Document extract →
------------------------------

This is an article for kids explaining how GPS location through phones works. There is also an activity that kids can do after reading through this article. (The activity will be coming soon)

### Background

Have you ever wondered how emergency responders can locate a mobile phone? Or how GPS can tell you your location, to within a few feet? We won't go into all of the details of the technology, but because the phone or GPS communicates with towers or satellites whose locations are known, it is possible to determine the location of the device.

First let's think about cell phones. Whenever you make a call on a cell phone, the signal goes to a nearby antenna on a tower, called a base station. (This is similar to the way a cordless phone transmits a signal to a base within a house.) From the base station, the signal is transmitted through the network to the other phone. The coverage is determined by the location of the antennas, with each antenna communicating to nearby mobile phones within a "cell."

The following diagram from Wikimedia commons (public domain) shows hexagonal cells.

This figure shows a network with neighboring cells transmitting with different frequencies. We can think of each tower communicating with all mobile phones within its cells, but the number of calls that one tower can handle has an upper limit. What if there are too many calls in one cell? One solution is to divide up a cell into smaller cells and use more towers. If you look at a map of cell tower locations, they are not on an even grid, but may be concentrated around highways or heavily populated areas, or wherever the network provider has permission to put a tower with an antenna! But it is important to realize that the cell boundaries are not real boundaries. While the signal will be stronger from a phone to a nearby tower, it is still possible to communicate with towers that are farther away.

In the US, the FCC (Federal Communications Commission) requires cell phone companies to include a way to locate cell phones, for rescue workers and 911 service. Depending on the type of phone, there are different ways that it could be located. Even with older phones, if a phone is within range of one tower, then we know it is somewhere within the "coverage" of that tower. If the phone is in range of 2 towers, we know the phone is in the intersection of the two coverage areas. Whenever a cell phone is turned on, it is continually broadcasting signals or messages which base stations are monitoring. These messages are required in case someone else wants to call your cell phone. This means that the location of a cell phone can be found without even being on a call.

With newer phones, it is possible to estimate the range (distance) or angle between the tower and the phone, by measuring delays between towers receiving the same message from the same phone. Also, more phones now include a GPS receiver to determine location, which also uses range information; we'll discuss GPS later. Cell phone technology varies and is updated over time, but the basic principles of geometry using range information is where we'll focus today.

------------------------------

Required tasks →
1: According to the phone-location article, what does the FCC require cell phone companies in the US to include?
2: Print the passage of the phone-location article that opens with the words containing "With newer phones, it" and closes with "we'll focus today.".
Nothing in the source data is needed here.

Source data:
------------------------------

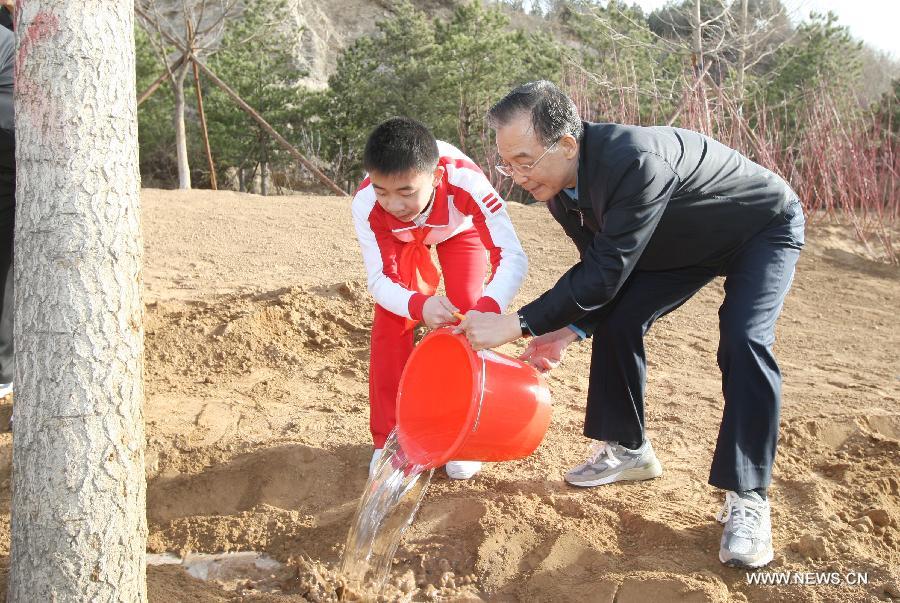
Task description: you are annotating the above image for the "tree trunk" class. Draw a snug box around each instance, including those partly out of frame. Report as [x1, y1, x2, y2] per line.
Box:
[736, 0, 750, 115]
[7, 0, 147, 602]
[172, 61, 191, 190]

------------------------------

Activity answers →
1: A way to locate cell phones, for rescue workers and 911 service.

2:
With newer phones, it is possible to estimate the range (distance) or angle between the tower and the phone, by measuring delays between towers receiving the same message from the same phone. Also, more phones now include a GPS receiver to determine location, which also uses range information; we'll discuss GPS later. Cell phone technology varies and is updated over time, but the basic principles of geometry using range information is where we'll focus today.